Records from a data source
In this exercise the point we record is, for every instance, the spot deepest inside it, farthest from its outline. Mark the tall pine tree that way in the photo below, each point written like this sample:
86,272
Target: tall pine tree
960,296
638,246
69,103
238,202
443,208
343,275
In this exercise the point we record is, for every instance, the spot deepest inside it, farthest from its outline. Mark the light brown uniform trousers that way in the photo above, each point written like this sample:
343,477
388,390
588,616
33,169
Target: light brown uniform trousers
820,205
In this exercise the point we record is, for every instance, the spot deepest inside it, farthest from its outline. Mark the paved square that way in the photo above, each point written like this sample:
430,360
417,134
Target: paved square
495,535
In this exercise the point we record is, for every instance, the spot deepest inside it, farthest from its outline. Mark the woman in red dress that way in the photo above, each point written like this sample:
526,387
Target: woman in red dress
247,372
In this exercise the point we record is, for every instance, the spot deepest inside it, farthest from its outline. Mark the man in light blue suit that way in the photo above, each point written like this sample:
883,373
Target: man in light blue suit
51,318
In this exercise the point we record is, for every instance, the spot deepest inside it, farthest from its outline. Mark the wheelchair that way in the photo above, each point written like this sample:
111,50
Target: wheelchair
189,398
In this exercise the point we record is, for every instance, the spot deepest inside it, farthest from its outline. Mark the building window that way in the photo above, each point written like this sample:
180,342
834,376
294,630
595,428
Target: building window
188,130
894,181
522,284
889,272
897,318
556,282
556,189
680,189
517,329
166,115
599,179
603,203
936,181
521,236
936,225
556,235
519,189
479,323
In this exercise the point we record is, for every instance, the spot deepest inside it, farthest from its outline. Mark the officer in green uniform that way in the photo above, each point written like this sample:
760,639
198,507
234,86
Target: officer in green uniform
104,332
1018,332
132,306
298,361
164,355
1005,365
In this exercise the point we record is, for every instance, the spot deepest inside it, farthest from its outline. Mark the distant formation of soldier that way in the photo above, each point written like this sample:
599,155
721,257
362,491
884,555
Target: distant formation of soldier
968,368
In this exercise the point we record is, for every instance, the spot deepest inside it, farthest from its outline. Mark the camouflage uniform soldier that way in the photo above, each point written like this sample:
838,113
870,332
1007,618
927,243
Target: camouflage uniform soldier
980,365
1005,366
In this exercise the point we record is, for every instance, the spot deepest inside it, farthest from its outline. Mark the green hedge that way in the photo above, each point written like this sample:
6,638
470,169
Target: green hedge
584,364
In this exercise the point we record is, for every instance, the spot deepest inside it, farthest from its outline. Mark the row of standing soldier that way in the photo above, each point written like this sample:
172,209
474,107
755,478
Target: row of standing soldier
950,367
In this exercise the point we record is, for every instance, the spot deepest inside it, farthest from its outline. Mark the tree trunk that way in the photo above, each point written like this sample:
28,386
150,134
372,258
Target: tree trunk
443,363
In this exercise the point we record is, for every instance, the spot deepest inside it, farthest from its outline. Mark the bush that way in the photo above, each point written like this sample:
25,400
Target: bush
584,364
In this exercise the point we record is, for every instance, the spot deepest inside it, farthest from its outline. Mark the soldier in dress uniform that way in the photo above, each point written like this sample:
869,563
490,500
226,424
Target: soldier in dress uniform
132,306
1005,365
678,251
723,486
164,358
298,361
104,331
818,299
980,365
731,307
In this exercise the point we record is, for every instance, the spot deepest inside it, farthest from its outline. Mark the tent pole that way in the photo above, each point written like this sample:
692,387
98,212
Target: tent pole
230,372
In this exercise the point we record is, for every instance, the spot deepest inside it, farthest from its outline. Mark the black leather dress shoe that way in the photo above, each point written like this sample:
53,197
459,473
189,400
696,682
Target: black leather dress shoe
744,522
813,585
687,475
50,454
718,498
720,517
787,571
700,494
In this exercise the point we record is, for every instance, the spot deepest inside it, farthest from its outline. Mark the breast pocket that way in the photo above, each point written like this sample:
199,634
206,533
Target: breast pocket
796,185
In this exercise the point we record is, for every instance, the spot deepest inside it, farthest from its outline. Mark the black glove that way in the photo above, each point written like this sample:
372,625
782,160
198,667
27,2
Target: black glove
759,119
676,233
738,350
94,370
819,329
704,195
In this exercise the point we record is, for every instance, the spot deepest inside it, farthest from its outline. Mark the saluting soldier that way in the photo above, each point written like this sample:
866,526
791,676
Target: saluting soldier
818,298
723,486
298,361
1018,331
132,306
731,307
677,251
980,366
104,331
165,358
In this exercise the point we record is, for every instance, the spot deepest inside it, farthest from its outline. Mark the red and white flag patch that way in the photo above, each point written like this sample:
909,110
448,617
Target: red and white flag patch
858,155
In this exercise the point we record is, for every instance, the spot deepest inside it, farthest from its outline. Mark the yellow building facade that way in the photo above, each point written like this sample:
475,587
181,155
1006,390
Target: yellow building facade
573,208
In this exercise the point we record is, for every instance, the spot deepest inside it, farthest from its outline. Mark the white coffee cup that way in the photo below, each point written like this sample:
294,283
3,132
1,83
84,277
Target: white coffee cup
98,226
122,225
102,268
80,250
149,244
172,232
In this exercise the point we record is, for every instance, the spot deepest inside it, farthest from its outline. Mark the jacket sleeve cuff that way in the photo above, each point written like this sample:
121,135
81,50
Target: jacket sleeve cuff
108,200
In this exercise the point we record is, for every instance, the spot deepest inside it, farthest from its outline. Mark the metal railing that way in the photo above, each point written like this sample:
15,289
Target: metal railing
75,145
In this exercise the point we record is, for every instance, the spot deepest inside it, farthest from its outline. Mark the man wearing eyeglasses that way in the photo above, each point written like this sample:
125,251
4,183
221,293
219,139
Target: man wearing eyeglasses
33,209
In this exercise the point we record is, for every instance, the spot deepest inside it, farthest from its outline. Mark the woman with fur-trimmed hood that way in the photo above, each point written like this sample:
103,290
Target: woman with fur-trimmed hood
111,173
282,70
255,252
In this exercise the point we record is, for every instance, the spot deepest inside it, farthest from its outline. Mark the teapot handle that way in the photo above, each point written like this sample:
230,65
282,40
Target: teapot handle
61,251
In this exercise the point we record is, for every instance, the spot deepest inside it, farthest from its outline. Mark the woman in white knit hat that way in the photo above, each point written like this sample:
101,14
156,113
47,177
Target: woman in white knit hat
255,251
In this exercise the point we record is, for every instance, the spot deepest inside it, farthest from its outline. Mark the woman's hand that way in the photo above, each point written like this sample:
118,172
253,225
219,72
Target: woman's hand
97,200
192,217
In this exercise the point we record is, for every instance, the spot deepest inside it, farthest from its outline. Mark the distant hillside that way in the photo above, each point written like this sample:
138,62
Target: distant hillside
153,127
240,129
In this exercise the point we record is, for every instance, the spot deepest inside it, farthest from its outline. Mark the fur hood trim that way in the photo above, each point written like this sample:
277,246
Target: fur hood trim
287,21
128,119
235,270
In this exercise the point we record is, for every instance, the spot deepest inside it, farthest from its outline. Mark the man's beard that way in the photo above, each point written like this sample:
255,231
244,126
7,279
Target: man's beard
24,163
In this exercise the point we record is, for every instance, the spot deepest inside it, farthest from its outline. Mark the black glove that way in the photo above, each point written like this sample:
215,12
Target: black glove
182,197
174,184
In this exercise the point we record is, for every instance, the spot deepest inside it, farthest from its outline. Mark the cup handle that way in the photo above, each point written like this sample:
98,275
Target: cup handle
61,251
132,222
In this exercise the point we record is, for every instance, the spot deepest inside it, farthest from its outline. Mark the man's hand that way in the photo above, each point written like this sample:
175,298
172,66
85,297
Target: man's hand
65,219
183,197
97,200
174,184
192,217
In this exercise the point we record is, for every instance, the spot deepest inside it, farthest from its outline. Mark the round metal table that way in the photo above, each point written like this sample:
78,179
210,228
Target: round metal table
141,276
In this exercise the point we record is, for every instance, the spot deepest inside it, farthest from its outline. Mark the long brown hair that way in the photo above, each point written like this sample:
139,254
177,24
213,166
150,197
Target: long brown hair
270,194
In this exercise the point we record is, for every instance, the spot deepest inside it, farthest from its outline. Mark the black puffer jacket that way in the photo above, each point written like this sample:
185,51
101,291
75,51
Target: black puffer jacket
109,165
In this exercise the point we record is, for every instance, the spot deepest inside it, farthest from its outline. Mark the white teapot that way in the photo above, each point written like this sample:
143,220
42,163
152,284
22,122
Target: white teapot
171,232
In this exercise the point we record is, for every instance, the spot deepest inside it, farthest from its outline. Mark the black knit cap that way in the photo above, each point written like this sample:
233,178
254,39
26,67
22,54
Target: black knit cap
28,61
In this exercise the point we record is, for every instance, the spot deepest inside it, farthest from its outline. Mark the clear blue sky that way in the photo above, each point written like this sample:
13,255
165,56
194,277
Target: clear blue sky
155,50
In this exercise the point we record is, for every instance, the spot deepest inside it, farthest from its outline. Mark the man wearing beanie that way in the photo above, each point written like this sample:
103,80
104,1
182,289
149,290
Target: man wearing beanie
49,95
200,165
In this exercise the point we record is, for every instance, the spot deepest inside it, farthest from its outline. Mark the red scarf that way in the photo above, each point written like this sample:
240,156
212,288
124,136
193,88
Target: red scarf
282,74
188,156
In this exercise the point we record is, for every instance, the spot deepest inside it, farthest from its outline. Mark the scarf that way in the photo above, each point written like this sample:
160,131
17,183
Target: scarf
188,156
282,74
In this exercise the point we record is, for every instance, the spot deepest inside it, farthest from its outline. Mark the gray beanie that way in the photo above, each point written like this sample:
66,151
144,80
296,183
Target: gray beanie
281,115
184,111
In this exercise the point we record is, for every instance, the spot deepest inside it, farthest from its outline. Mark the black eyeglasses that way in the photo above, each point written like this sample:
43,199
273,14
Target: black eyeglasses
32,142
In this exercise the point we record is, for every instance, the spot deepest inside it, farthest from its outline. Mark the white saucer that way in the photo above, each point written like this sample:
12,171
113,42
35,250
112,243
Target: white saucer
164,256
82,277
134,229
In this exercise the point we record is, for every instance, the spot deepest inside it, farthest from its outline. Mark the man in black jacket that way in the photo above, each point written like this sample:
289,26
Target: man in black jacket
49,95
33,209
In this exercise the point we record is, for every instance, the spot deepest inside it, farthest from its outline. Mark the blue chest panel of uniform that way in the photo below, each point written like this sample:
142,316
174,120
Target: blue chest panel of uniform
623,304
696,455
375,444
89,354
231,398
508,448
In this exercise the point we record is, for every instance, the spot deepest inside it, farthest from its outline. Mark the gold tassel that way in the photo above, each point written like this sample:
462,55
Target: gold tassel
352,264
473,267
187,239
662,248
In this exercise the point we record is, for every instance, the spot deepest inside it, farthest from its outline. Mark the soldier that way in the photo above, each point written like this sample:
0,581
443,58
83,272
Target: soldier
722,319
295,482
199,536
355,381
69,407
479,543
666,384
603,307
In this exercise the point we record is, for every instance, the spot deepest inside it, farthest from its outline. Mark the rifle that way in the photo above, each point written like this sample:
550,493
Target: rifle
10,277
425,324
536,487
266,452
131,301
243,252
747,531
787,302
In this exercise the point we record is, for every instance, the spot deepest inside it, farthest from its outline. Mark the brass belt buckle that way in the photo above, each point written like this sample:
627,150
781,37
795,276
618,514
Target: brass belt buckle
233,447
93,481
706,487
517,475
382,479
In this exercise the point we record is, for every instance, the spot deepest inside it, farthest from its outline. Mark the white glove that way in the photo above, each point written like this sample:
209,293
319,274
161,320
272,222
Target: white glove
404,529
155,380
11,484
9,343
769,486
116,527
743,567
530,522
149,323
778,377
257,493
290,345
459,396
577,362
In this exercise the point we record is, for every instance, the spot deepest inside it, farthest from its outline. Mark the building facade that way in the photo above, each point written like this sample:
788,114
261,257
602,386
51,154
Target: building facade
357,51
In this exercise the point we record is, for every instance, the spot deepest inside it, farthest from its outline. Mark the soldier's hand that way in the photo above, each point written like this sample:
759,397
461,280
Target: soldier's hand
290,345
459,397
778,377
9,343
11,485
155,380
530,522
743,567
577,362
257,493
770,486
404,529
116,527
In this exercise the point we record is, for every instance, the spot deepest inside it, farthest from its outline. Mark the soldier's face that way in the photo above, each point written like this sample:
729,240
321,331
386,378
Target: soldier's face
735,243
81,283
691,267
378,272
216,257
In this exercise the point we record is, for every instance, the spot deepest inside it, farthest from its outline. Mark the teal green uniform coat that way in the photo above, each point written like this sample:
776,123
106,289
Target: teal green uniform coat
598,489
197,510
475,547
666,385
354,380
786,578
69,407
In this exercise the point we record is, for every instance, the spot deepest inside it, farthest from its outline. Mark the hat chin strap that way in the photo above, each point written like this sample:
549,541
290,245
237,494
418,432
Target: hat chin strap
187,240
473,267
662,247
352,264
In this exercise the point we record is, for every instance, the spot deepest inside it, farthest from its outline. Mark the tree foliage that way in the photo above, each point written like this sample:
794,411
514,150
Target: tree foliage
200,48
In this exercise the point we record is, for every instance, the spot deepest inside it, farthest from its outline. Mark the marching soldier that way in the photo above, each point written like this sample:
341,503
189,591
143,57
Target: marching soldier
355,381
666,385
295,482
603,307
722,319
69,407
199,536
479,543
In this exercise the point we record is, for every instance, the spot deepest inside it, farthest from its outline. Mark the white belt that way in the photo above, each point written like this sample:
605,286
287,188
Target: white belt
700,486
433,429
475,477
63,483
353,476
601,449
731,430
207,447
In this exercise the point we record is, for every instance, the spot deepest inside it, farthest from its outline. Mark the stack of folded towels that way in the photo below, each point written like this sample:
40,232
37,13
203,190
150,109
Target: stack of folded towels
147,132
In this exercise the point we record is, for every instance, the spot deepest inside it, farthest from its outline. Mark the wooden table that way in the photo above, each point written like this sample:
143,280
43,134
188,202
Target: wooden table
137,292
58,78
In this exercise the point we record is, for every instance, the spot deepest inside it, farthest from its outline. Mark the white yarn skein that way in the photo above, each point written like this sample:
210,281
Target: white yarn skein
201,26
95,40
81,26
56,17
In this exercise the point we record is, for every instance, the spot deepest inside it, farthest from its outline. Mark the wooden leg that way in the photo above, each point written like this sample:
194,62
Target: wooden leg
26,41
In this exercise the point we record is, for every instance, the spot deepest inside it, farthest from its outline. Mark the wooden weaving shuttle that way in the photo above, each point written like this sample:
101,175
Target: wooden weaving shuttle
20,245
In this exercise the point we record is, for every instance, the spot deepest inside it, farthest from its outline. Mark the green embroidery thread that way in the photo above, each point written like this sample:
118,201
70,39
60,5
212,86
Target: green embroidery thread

Goal:
From the line holding "Mark the stack" down to the final line above, quote every line exactly and only those lines.

Result of this exercise:
In this exercise the point we record is, for every instance, the spot deepest inside it, farthest from its outline. Mark the stack of folded towels that way in the photo below, each point written like this sample:
40,232
37,13
203,190
150,109
Target: stack of folded towels
147,132
In this exercise the point we record is, for every instance, the spot deepest inside it, farthest from its outline. Mark the wooden table that way in the photo above, each point written like this sample:
143,280
43,134
188,202
Target: wooden table
137,292
58,78
In this exercise the point we record is, for every instance, the spot deepest inside it, farthest from its outline. Mark the white yarn skein that way in the photo above, each point written like this sample:
210,281
Target: white yarn skein
201,26
95,40
81,26
56,17
In this exercise the point we record is, for every instance, the spot deepest inside it, farthest from its outline. Mark the wooden leg that way in the photo above, each point written like this sample:
194,62
Target: wooden leg
26,41
In this exercise the point we record is, for every instance, the spot deepest inside it, farthest from its outline. Mark the wooden weaving shuttle that way in the photo above, each point written like this sample:
101,175
Target: wooden weaving shuttle
20,245
In this exercise the point we record is, for every instance, the spot deepest inside it, farthest from its outline. Mark the green embroidery thread that way in the photo above, each point written like this sample:
118,201
70,39
60,5
212,86
Target: green embroidery thread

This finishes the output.